[Start Data]

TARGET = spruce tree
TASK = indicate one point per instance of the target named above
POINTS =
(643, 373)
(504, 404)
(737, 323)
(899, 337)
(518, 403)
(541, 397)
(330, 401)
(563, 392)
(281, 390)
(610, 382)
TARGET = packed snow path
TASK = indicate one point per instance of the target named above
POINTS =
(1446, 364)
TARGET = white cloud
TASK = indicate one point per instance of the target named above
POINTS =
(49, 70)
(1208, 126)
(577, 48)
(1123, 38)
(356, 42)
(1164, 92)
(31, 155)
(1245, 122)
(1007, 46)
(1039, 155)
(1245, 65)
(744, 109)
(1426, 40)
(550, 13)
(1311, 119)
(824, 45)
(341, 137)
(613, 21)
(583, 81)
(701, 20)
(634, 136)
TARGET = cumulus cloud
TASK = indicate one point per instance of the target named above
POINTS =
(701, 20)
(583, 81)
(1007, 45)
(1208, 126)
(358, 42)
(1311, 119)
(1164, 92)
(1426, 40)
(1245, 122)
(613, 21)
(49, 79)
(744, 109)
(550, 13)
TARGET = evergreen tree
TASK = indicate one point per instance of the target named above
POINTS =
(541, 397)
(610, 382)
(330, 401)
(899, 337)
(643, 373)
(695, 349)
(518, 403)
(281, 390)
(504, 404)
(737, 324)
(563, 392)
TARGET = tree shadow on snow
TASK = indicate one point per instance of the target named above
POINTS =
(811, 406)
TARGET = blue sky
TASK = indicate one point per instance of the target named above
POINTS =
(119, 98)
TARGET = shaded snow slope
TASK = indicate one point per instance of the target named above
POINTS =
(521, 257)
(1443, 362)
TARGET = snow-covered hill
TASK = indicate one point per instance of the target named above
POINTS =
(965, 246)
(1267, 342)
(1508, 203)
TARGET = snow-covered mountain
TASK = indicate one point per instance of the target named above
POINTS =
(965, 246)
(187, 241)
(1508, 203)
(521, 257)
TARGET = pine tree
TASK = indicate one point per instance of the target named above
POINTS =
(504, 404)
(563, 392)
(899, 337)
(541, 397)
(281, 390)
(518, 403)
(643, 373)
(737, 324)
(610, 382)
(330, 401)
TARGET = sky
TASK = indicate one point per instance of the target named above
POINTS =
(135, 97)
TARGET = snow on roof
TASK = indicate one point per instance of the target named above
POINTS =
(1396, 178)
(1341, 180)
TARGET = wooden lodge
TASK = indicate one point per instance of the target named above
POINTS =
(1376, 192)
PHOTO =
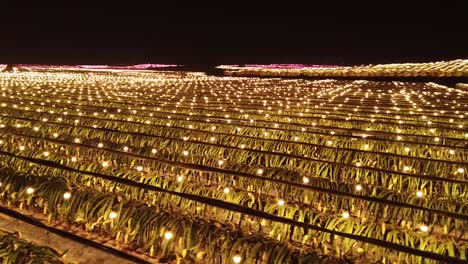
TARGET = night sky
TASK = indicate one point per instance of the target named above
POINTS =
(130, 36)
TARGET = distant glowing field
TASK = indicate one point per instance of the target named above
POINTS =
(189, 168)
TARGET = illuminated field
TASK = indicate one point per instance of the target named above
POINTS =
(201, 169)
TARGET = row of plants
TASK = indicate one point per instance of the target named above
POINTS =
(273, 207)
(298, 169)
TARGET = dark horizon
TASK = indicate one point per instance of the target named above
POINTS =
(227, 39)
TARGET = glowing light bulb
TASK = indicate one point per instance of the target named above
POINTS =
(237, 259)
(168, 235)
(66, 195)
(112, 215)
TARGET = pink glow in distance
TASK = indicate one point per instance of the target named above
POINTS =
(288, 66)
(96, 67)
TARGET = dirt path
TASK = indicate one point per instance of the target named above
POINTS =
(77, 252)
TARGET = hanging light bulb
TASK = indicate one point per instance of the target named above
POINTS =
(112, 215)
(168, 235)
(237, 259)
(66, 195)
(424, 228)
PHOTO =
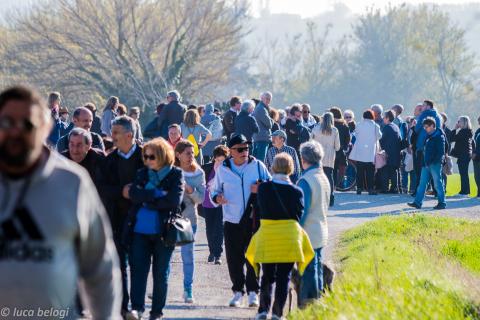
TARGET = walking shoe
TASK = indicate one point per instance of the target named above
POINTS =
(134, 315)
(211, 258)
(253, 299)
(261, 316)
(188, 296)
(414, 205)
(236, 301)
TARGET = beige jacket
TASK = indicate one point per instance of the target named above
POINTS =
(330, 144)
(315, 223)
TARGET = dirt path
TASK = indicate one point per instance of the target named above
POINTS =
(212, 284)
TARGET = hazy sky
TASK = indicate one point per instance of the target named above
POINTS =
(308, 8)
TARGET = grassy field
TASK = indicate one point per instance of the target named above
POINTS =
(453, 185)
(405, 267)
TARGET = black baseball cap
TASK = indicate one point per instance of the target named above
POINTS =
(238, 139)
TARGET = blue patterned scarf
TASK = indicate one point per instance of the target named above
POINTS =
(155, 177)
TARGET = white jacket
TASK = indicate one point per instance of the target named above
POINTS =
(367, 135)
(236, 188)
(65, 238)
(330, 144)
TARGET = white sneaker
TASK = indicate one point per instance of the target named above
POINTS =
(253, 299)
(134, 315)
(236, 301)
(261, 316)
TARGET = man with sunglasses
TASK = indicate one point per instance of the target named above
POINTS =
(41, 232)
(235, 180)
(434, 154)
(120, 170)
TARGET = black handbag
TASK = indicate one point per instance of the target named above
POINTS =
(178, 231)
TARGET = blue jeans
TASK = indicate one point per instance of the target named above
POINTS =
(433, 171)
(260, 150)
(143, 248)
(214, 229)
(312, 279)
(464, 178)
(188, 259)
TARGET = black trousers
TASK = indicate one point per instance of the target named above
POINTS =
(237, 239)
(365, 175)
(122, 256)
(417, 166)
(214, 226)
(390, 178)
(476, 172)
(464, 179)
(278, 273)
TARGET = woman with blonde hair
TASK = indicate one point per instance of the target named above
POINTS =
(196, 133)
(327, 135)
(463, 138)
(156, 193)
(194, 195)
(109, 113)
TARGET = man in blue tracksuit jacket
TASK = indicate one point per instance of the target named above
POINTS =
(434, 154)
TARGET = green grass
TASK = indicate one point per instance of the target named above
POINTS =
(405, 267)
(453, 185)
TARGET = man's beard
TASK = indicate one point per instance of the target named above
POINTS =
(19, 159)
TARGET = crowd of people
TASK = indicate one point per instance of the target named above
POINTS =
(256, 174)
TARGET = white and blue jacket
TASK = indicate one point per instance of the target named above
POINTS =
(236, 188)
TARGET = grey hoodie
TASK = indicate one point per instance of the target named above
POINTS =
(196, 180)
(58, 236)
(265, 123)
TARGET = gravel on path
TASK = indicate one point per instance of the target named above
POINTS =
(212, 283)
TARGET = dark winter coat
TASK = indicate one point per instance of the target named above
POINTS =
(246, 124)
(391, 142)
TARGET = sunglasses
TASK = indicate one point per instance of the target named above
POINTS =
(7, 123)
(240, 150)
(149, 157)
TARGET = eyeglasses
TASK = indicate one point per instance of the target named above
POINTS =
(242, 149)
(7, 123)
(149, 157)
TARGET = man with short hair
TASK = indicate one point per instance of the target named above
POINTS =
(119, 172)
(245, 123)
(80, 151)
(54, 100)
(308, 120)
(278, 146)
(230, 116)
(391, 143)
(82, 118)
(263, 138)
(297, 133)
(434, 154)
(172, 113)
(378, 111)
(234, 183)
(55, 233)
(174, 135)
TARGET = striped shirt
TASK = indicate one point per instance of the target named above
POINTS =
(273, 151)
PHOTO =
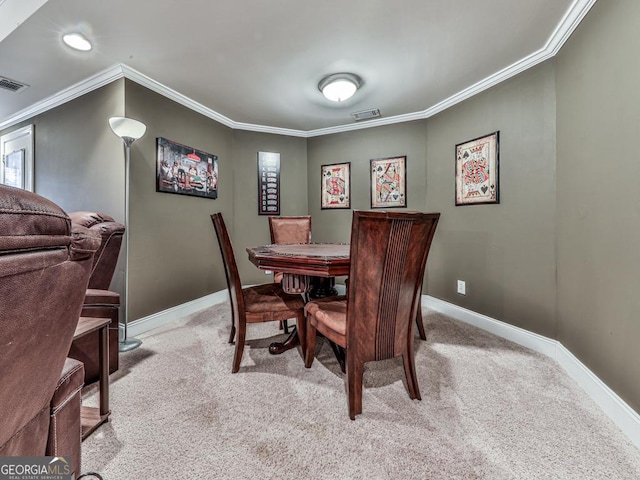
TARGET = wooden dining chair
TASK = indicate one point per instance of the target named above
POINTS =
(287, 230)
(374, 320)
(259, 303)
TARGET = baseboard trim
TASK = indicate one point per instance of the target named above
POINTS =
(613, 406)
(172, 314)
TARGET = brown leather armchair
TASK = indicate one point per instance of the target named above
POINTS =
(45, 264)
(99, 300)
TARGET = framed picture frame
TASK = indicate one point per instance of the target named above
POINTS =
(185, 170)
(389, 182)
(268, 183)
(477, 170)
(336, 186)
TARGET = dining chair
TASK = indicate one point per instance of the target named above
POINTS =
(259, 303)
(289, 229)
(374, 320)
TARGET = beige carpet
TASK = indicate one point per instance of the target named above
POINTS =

[End Data]

* _Problem details_
Reproduce the material from its beginning through the line containing "(1443, 362)", with "evergreen tree" changed to "conifer tree" and every other part left as it stands.

* _Response to this task_
TARGET = spruce tree
TASK = indicate one point per instance of the target named above
POINTS =
(643, 373)
(504, 404)
(737, 323)
(899, 337)
(518, 403)
(541, 397)
(330, 401)
(563, 392)
(281, 390)
(610, 382)
TARGET = packed snow path
TASK = indicate one point per instance of the target named above
POINTS =
(1446, 364)
TARGET = white cloud
TASK = indicate one point per instance of the target named above
POINTS =
(49, 70)
(1208, 126)
(577, 48)
(1123, 38)
(356, 42)
(1164, 92)
(31, 155)
(1245, 122)
(1007, 46)
(1039, 155)
(1245, 65)
(744, 109)
(1426, 40)
(550, 13)
(1311, 119)
(824, 45)
(341, 137)
(613, 21)
(583, 81)
(701, 20)
(634, 136)
TARGET = cumulus cloud
TASK = indicate one point per instance of the target named above
POINTS =
(701, 20)
(583, 81)
(1007, 45)
(1208, 126)
(358, 42)
(1311, 119)
(1164, 92)
(1426, 40)
(1245, 122)
(613, 21)
(49, 79)
(744, 109)
(550, 13)
TARGET = conifer tree
TASK = indicate one point per instance of the target named above
POINTS =
(541, 397)
(610, 382)
(330, 401)
(899, 337)
(643, 373)
(695, 349)
(518, 403)
(281, 390)
(504, 404)
(737, 324)
(563, 392)
TARGET = tree shadow on snow
TASK = indicate one point per instance of the target named above
POINTS =
(811, 406)
TARGET = blue sky
TASK = indicate one point per instance of the target named above
POINTS =
(119, 98)
TARGET = shaded snow slope
TASK = indicate one point per instance of the target named above
POINTS =
(521, 257)
(1443, 362)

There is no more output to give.